→ **Action item**:
Below are records to be transcribed exactly; any pictures should be left out.

▼▼▼

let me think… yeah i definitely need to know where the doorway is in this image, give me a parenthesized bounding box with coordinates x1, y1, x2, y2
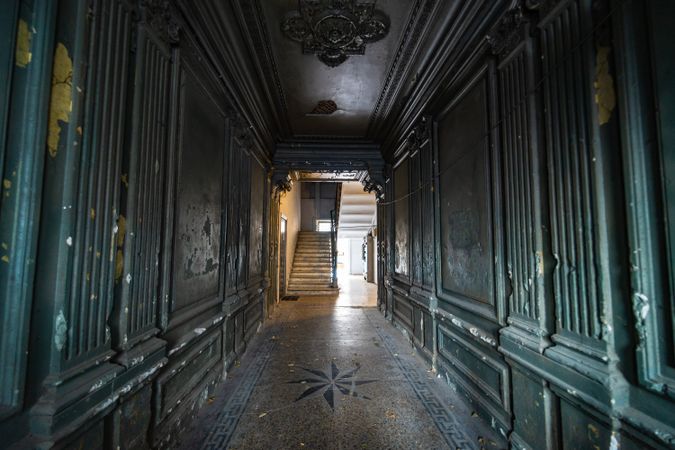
(279, 217, 288, 297)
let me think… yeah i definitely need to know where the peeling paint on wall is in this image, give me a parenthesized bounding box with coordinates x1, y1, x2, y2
(594, 45, 616, 125)
(15, 20, 33, 68)
(54, 310, 68, 351)
(47, 43, 73, 157)
(115, 214, 127, 282)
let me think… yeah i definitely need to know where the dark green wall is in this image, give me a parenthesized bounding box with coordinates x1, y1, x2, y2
(379, 0, 675, 448)
(0, 0, 271, 447)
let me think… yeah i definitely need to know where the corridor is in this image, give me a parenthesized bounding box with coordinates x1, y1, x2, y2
(178, 288, 504, 450)
(1, 0, 674, 448)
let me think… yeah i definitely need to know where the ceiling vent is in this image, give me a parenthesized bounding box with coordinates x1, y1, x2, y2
(310, 100, 338, 115)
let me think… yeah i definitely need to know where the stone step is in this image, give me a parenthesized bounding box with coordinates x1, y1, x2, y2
(285, 290, 339, 297)
(292, 260, 332, 265)
(288, 276, 332, 282)
(289, 272, 332, 278)
(288, 284, 334, 289)
(293, 259, 332, 265)
(294, 251, 331, 255)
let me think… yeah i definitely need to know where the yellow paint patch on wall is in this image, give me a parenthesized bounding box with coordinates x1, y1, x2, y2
(116, 214, 126, 247)
(594, 45, 616, 126)
(47, 43, 73, 157)
(1, 255, 9, 264)
(15, 20, 33, 68)
(2, 179, 11, 189)
(90, 208, 96, 220)
(115, 249, 124, 282)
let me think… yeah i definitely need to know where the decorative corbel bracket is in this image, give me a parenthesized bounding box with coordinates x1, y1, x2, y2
(486, 4, 527, 58)
(271, 168, 293, 195)
(142, 0, 181, 44)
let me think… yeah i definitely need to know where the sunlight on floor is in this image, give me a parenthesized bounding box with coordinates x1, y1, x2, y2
(335, 272, 377, 307)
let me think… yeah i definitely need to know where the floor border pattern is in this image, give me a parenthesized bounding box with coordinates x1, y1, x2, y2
(200, 324, 281, 450)
(365, 310, 478, 450)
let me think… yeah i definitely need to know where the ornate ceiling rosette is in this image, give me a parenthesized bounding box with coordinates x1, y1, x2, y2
(281, 0, 390, 67)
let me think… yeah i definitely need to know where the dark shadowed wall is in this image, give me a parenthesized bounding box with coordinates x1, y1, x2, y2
(377, 0, 675, 448)
(0, 0, 271, 447)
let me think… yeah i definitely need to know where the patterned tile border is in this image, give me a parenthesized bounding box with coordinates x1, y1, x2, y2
(364, 310, 477, 450)
(200, 325, 281, 450)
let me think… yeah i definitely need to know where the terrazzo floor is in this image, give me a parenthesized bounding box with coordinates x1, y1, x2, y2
(177, 278, 505, 449)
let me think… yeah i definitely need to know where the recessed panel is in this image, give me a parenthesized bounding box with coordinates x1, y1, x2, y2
(437, 77, 493, 304)
(173, 71, 225, 307)
(248, 160, 265, 278)
(394, 160, 410, 277)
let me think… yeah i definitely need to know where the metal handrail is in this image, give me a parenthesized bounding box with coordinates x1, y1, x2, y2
(329, 209, 338, 288)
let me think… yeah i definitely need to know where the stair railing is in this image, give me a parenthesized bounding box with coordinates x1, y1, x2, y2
(329, 209, 338, 288)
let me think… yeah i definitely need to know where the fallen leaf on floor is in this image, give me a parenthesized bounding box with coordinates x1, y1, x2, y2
(271, 335, 279, 340)
(471, 411, 478, 417)
(207, 397, 215, 404)
(478, 437, 485, 445)
(385, 410, 397, 419)
(235, 360, 241, 368)
(258, 412, 267, 418)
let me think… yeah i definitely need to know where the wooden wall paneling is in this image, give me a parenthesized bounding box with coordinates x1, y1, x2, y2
(433, 59, 505, 323)
(536, 0, 611, 382)
(248, 157, 265, 282)
(487, 4, 555, 357)
(225, 130, 240, 301)
(393, 155, 410, 282)
(487, 6, 562, 448)
(430, 50, 510, 432)
(152, 23, 230, 443)
(161, 30, 228, 337)
(113, 23, 172, 361)
(611, 0, 675, 446)
(383, 172, 394, 318)
(25, 0, 137, 440)
(410, 147, 423, 287)
(237, 146, 251, 292)
(0, 0, 56, 428)
(419, 120, 435, 290)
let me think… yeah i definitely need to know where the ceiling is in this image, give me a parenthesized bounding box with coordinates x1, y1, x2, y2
(258, 0, 416, 138)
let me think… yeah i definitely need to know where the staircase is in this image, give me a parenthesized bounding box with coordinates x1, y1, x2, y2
(287, 231, 339, 296)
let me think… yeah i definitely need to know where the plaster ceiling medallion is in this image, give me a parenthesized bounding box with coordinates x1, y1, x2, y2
(281, 0, 390, 67)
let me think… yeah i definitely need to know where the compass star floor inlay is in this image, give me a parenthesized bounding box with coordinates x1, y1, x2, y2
(288, 362, 377, 409)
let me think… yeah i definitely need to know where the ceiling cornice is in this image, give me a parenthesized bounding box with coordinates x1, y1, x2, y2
(366, 0, 440, 138)
(230, 0, 292, 139)
(174, 0, 283, 156)
(376, 0, 516, 158)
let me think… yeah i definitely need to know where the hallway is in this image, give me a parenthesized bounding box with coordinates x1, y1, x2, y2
(178, 291, 504, 449)
(1, 0, 674, 448)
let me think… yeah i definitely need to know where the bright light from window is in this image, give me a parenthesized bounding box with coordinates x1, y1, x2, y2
(317, 220, 331, 232)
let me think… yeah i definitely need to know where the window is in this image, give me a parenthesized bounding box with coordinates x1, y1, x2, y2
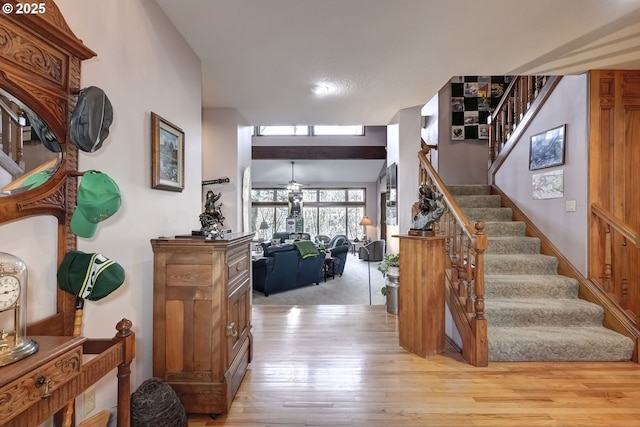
(251, 187, 366, 241)
(312, 125, 364, 136)
(257, 126, 309, 136)
(254, 125, 365, 136)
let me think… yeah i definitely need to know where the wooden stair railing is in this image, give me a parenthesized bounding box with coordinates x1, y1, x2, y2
(488, 76, 562, 182)
(590, 203, 640, 326)
(0, 96, 25, 179)
(418, 141, 488, 367)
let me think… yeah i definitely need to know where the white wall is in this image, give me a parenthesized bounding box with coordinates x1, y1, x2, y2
(0, 1, 202, 423)
(385, 123, 400, 252)
(202, 108, 249, 233)
(201, 109, 255, 233)
(421, 92, 439, 170)
(436, 82, 490, 185)
(386, 106, 422, 254)
(495, 74, 589, 273)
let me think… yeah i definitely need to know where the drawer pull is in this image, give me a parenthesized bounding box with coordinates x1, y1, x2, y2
(226, 322, 238, 338)
(35, 376, 52, 399)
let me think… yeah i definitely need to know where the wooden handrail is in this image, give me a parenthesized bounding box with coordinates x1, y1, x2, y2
(418, 149, 476, 239)
(591, 203, 640, 248)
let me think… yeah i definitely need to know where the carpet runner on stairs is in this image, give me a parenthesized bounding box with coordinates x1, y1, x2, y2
(448, 185, 634, 362)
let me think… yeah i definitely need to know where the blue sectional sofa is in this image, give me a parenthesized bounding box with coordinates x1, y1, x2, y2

▲▲▲

→ **Task answer**:
let me think… yeah i definitely need to know where the doorway is in this image, give me a parenthesized bounding box with coordinates x1, y1, x2, y2
(279, 217, 288, 297)
let me think… yeah i definitely need to know where the peeling paint on wall is in this image, give me a parenthesized bounding box with coordinates x1, y1, x2, y2
(594, 45, 616, 125)
(15, 20, 33, 68)
(54, 310, 68, 351)
(47, 43, 73, 157)
(115, 214, 127, 282)
let me think… yeah i definitely need to know where the dark green wall is in this image, give me a parenthesized bounding box with coordinates x1, y1, x2, y2
(379, 0, 675, 448)
(0, 0, 271, 447)
let me think… yeah i definitely need to know where the corridor is in this image, give me a parenthesized bounding box with coordinates x1, y1, x2, y2
(178, 288, 504, 450)
(1, 0, 674, 448)
let me think… yeah i definitely need to know where the ceiling vent is in this image, give me a parenthesized bounding box with coordinates x1, y1, x2, y2
(310, 100, 338, 115)
let me think… yeah i definitely need to know where the stone step is in this image, give me a parenthesized bounding box with coordinates x1, y1, x2, y2
(285, 290, 339, 297)
(292, 260, 332, 265)
(288, 276, 332, 282)
(289, 272, 332, 278)
(288, 284, 334, 289)
(293, 259, 332, 265)
(294, 251, 331, 255)
let me think… yeah i definitely need to know where the yellow paint patch on wall is in this image, give me a parenthesized bounding box with coordinates x1, y1, x2, y2
(116, 214, 126, 247)
(594, 45, 616, 126)
(47, 43, 73, 157)
(1, 255, 9, 264)
(15, 20, 33, 68)
(2, 179, 11, 189)
(90, 208, 96, 220)
(115, 249, 124, 282)
let me think… yeah i definitely need to know where the decorative corbel bracket is in this image, give me a parenthesized bounding box with coordinates x1, y1, x2, y2
(486, 4, 527, 58)
(271, 168, 293, 195)
(142, 0, 181, 44)
let me think… yeah i definitely need to know where the sunlight on floor is in this image, give me a parenthesized bounding box with coordinates x1, y1, x2, y2
(335, 272, 377, 307)
let me think… yeah i definitely need to know where the floor border pattern is in this image, give me a parenthesized bounding box with coordinates x1, y1, x2, y2
(200, 324, 281, 450)
(365, 310, 478, 450)
let me think… yeah i definitely need to know where the ornate ceiling rosette is in this image, give me a parenthesized bounding box with coordinates x1, y1, x2, y2
(281, 0, 390, 67)
let me think… yeah i definitely need to know where the dark shadowed wall is in this image, give me a parenthesized bounding box with coordinates x1, y1, x2, y2
(377, 0, 675, 448)
(0, 0, 271, 447)
let me think… yeah i definitely need to know where the patterned tile border is in this image, give me a parenthesized bounding box with coordinates x1, y1, x2, y2
(364, 310, 477, 450)
(200, 325, 281, 450)
let me think… yeah i definitely need to know where the terrazzo floor is in this image, give me a parenthesized bounding box with coordinates x1, y1, x2, y2
(177, 278, 505, 449)
let me think… yeah i definitely need to know where the recessed panel is in this image, give me a parenthesized bounding box with coordinates x1, y1, x2, y2
(437, 77, 493, 304)
(173, 71, 225, 307)
(248, 160, 265, 278)
(394, 160, 410, 277)
let me think… yeah i definitely need to know where the metal handrail is in this image, give me a parenthesized bounding box with coordinates x1, y1, x2, y2
(329, 209, 338, 288)
let me think… yeah i definitely need to know where the stair railing is in this image, give me a parenthesized bounding box with coordinates x1, y1, x2, y2
(329, 209, 338, 288)
let me think… yeah i definitely need to know where the fallen leaf on floor is in this image, give me a parenthesized bounding box with coordinates x1, y1, x2, y2
(271, 335, 279, 340)
(471, 411, 478, 417)
(207, 397, 215, 404)
(478, 437, 485, 445)
(385, 410, 397, 419)
(235, 360, 241, 368)
(258, 412, 267, 418)
let me think… yeah i definitely need to know where the wooden wall paneling is in this image, give me a parenthesized bounding box with coordinates x1, y1, x2, y2
(433, 59, 505, 323)
(536, 0, 611, 382)
(248, 157, 265, 282)
(487, 4, 555, 357)
(225, 130, 240, 301)
(393, 155, 410, 282)
(487, 6, 562, 448)
(430, 50, 510, 432)
(152, 23, 230, 443)
(161, 30, 228, 337)
(113, 23, 172, 361)
(611, 0, 675, 446)
(383, 172, 394, 318)
(25, 0, 137, 440)
(410, 147, 423, 287)
(237, 146, 251, 292)
(0, 0, 56, 428)
(419, 120, 435, 290)
let me think… yeah i definitely need to know where the ceiling is in this image, give me a parenthesized bounding box with coordinates x1, y1, x2, y2
(258, 0, 416, 138)
let me think… yeah i definitely need to know where the staircase is in this image, give me a parenthesized bounding box with coordinates x1, y1, x2, y2
(287, 231, 339, 296)
let me think… yeah i definitely need to know where the plaster ceiling medallion is in this image, give me a parenthesized bounding box with coordinates x1, y1, x2, y2
(281, 0, 390, 67)
let me think… yeah i definitely need to know where the compass star floor inlay is in this image, give me a parenthesized bounding box with coordinates x1, y1, x2, y2
(288, 362, 377, 409)
let me think… yeah i definitely need to know where the ceiling cornice is in this image, give me a parenthesized bounding box with coordinates x1, y1, x2, y2
(366, 0, 440, 138)
(230, 0, 292, 139)
(174, 0, 283, 156)
(376, 0, 516, 158)
let me think… yeah i definitely need to know where the hallway is in this image, give me a parenthesized bounding box with coordinates x1, y1, x2, y2
(178, 291, 504, 449)
(1, 0, 674, 448)
let me think… yeah i definitely need to know where the bright light from window is in this image, give me a parenthesized bounding box with coordinates x1, y1, x2, y2
(317, 220, 331, 232)
let me think… yeah i definitely need to know where the window is in this image, give me a parenthesized bounding box with coordinates x1, y1, x2, y2
(251, 187, 366, 241)
(312, 125, 364, 136)
(257, 126, 309, 136)
(254, 125, 365, 136)
let me think… yeah i definitely need to know where the wooden stair railing is in this image, give me a parenthesized bounding box with coordinates x1, y1, x2, y2
(488, 76, 562, 182)
(590, 203, 640, 326)
(0, 96, 25, 179)
(418, 141, 488, 367)
let me think… yeah i definitely need to know where the white wall is in this image, give me a parenthesized bounding box with coordinates x1, y1, x2, y2
(0, 1, 202, 423)
(385, 123, 400, 252)
(202, 108, 249, 233)
(201, 109, 255, 233)
(421, 92, 439, 170)
(436, 82, 490, 185)
(386, 106, 422, 254)
(495, 74, 589, 273)
let me think… yeah i definitely need to know where the drawer pull is in this image, give me a parenthesized bounding box with coordinates x1, y1, x2, y2
(226, 322, 238, 338)
(35, 376, 52, 399)
let me think… yeah i definitely need to know where the wooden handrail is in this image, give me a parenthesized bounding box with coordinates x1, y1, x2, y2
(418, 149, 476, 239)
(591, 203, 640, 248)
let me think… yeah i definitely need to know where the carpet runner on stairs is in this image, give me a parenthesized bounding box with coordinates x1, y1, x2, y2
(448, 185, 634, 362)
let me think… yeah i definitely need to know where the blue sectional sofa is in this image, give me a parenthesized bounding box with coordinates x1, y1, x2, y2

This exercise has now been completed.